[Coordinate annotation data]
-- Start --

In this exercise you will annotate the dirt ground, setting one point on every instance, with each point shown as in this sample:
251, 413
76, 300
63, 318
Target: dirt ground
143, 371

-- End --
-- Start --

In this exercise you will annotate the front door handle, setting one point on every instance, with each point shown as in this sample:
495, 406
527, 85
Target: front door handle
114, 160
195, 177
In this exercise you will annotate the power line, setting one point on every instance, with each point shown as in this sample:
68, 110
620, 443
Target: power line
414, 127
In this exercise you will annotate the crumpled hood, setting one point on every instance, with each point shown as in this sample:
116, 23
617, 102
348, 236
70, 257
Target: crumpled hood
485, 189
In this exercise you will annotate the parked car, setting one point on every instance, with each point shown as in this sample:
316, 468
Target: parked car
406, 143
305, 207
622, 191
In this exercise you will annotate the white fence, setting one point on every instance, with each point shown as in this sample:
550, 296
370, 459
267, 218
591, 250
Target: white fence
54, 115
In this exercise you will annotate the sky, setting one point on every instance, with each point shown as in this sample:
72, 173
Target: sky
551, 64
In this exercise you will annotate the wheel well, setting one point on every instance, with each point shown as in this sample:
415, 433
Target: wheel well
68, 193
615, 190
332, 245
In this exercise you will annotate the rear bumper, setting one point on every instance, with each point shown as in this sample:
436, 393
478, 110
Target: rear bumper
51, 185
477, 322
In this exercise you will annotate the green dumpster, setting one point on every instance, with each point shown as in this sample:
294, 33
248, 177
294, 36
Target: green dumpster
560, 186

-- End --
-- Start --

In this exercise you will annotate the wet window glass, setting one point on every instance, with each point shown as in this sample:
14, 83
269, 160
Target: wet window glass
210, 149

-- End --

Identify each line of the data above that contains the string "front" and copy every such line in full. The match is case-sensitive.

In this exercise you will annotate the front door handle, setting one point on every instance, with each point shown as in this sample:
Target: front door handle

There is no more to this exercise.